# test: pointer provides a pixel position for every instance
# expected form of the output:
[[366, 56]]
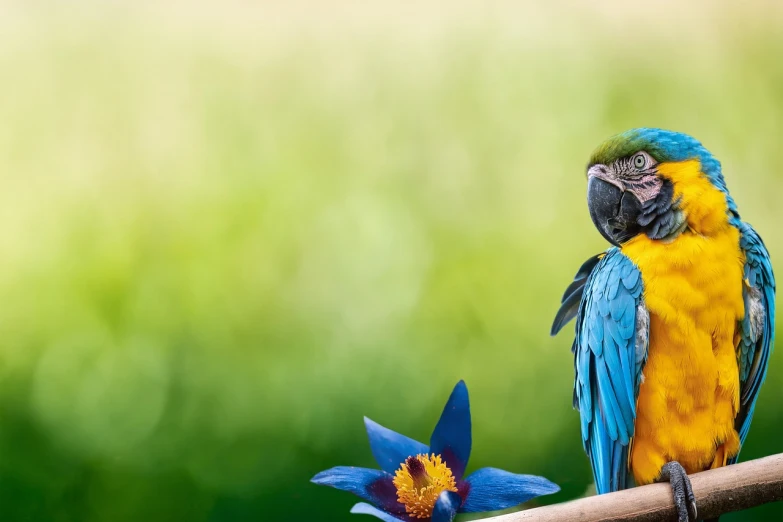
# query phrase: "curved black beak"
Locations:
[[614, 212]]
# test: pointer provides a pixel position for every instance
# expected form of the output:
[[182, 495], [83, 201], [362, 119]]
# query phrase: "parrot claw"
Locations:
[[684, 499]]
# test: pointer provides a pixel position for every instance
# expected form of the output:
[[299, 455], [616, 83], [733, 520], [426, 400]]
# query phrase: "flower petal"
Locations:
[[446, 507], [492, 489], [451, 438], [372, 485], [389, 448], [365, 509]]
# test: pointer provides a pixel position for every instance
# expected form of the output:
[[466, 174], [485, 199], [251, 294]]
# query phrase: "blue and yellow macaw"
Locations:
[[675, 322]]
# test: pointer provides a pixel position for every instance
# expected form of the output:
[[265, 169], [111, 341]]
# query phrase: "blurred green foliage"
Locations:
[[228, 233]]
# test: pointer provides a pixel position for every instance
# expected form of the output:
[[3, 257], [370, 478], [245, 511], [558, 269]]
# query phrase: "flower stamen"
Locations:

—————

• **Your goal**
Scale the data above by repeating every line, requests included, and multiplying only the point coordinates in the answers by 1.85, rounded to whole numbers with halves going up. Leave the output-format samples unchanged and the pictures out.

• **In response**
# test: pointer provides a pixel position for every instance
# expected form of the output:
[[366, 56]]
# query phrase: "curved black beak"
Locations:
[[1136, 392]]
# test: pointer provides a pixel position for every instance
# expected form of the output:
[[182, 495], [83, 201], [362, 119]]
# query phrase: "parrot claw"
Locations:
[[1265, 923]]
# test: pointer provides a pixel position for every instance
# expected form of the output:
[[299, 455], [616, 83], [733, 520], [426, 400]]
# query phrase: "flower petal"
Locations:
[[825, 938], [910, 905], [834, 810], [688, 897], [720, 829], [675, 942]]
# test: pointer provides a pixel position for every instance
# expected form of the output:
[[466, 174], [485, 199], [251, 294]]
# query phrase: "blue and yellow macaw"
Locations:
[[1249, 596]]
# test: pointer provides a pixel position for every instance
# expected form of the output:
[[265, 169], [111, 341]]
# query phrase: "blurred green foliage"
Locations:
[[422, 431]]
# test: pointer provides a pixel position for every instance
# expected form of the output:
[[3, 257], [370, 478], [245, 511], [558, 269]]
# query phrase: "flower stamen"
Locations:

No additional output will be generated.